§ **Work order A**
In the article on Scotland's minimum unit price for alcohol, what is the lowest price at which a standard 750ml 13% bottle of wine may be sold?
§ **Work order B**
Retype the stretch of the article on Scotland's minimum unit price for alcohol from "Retailers must now" through "should save lives.".

§ **Excerpted passage**
----

Scotland has today introduced a minimum unit price for alcohol – the first country in the world to do so.
Retailers must now ensure a unit of alcohol is not priced below 50p, in a government bid to reduce the high number of alcohol-related deaths in the country each year.
It means a standard 750ml 13% bottle of wine cannot be sold for less than £4.88, a 700ml 40% bottle of whisky for £14 and two litres of 5% cider for £5.
The Scottish government has warned retailers there will be no period of grace and that if rules are broken licences could be removed.
Twenty-two people die from alcohol related illnesses in Scotland every single week – a problem which costs Scotland’s health system more than £3bn annually.
First Minister Nicola Sturgeon told Sky News the new law should save lives.
“Over the first five years of this policy the estimate is that several hundred fewer deaths from alcohol will be recorded and we will reduce admissions to hospital,” she said.
“These are statistics, but every single one of these statistics is a human being, with a family, with friends, with a life and if we can save these lives this is a policy definitely worth pursuing.”
In total there were 7,327 alcohol specific deaths across the UK in 2016.
Scotland has the highest number of deaths for its population compared to any other part of the UK.
In the same year there were 30.9 male deaths related to alcohol for every 100,000 men in Scotland.
In Northern Ireland the rate is 22.2, while England and Wales combined is 14.6 – around half the rate of Scotland.

----

Natural-language object grounding data:
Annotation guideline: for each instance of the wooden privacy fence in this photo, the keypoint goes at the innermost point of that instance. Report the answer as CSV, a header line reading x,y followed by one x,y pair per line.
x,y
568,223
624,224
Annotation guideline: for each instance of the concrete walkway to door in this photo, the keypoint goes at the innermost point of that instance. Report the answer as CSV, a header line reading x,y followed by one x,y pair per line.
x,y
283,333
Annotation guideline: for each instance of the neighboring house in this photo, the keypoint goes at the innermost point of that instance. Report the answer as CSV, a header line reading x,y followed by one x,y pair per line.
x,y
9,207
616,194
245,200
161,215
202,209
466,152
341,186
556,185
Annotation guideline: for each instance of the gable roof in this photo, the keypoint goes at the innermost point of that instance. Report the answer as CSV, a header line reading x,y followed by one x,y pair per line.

----

§ **Answer box A**
£4.88

§ **Answer box B**
Retailers must now ensure a unit of alcohol is not priced below 50p, in a government bid to reduce the high number of alcohol-related deaths in the country each year.
It means a standard 750ml 13% bottle of wine cannot be sold for less than £4.88, a 700ml 40% bottle of whisky for £14 and two litres of 5% cider for £5.
The Scottish government has warned retailers there will be no period of grace and that if rules are broken licences could be removed.
Twenty-two people die from alcohol related illnesses in Scotland every single week – a problem which costs Scotland’s health system more than £3bn annually.
First Minister Nicola Sturgeon told Sky News the new law should save lives.